Object pointing dataset rows -
──────────────────────────────

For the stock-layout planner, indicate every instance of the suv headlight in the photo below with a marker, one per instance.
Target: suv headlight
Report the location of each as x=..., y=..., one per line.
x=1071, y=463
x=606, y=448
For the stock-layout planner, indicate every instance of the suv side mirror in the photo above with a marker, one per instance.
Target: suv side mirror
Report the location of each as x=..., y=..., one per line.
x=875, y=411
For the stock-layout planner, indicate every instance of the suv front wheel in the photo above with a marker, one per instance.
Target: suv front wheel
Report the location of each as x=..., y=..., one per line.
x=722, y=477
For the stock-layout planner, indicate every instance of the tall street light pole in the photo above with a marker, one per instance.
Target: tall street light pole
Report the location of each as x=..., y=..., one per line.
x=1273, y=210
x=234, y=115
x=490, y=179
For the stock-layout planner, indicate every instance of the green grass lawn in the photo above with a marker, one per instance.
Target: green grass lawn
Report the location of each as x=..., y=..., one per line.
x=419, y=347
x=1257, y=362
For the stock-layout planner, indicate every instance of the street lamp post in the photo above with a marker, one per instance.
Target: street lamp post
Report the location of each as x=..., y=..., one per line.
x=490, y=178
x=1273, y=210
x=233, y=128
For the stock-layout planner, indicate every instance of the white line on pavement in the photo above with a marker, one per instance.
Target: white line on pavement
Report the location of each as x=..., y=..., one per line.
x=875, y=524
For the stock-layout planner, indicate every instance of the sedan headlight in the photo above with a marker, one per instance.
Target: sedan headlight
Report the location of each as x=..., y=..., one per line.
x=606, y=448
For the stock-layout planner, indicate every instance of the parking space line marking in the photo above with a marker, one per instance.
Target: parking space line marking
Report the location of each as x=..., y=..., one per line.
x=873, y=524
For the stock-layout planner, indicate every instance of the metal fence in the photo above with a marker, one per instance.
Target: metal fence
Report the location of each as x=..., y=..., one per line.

──────────────────────────────

TASK DIRECTIONS -
Render the part of the records that opens with the line containing "of the street" and runs through the final line as a JSON list of strings, one string per line, skipping any blank lines.

WRITTEN ANSWER -
[
  "For the stock-layout planner, indicate every instance of the street lamp post in the photo above with a marker, one per instance.",
  "Target: street lamp post",
  "Report the location of each as x=..., y=..., one per line.",
  "x=490, y=178",
  "x=1273, y=210",
  "x=233, y=128",
  "For the stock-layout planner, indicate every instance of the white line on pavement in the photo above with a marker, one per instance.",
  "Target: white line on pavement",
  "Report the location of each as x=..., y=..., one per line.",
  "x=875, y=524",
  "For the stock-layout planner, indicate every instance of the sedan headlight in the photo above with a marker, one per instance.",
  "Target: sedan headlight",
  "Report the location of each as x=..., y=..., one per line.",
  "x=606, y=448",
  "For the stock-layout planner, indicate every instance of the parking space line marking in the photo above with a marker, one per instance.",
  "Target: parking space line marking",
  "Report the location of each as x=..., y=..., one per line.",
  "x=873, y=524",
  "For the stock-layout planner, indicate every instance of the metal fence in the photo above with a marker, one per instance.",
  "Target: metal fence",
  "Report the location of each as x=..., y=..., one per line."
]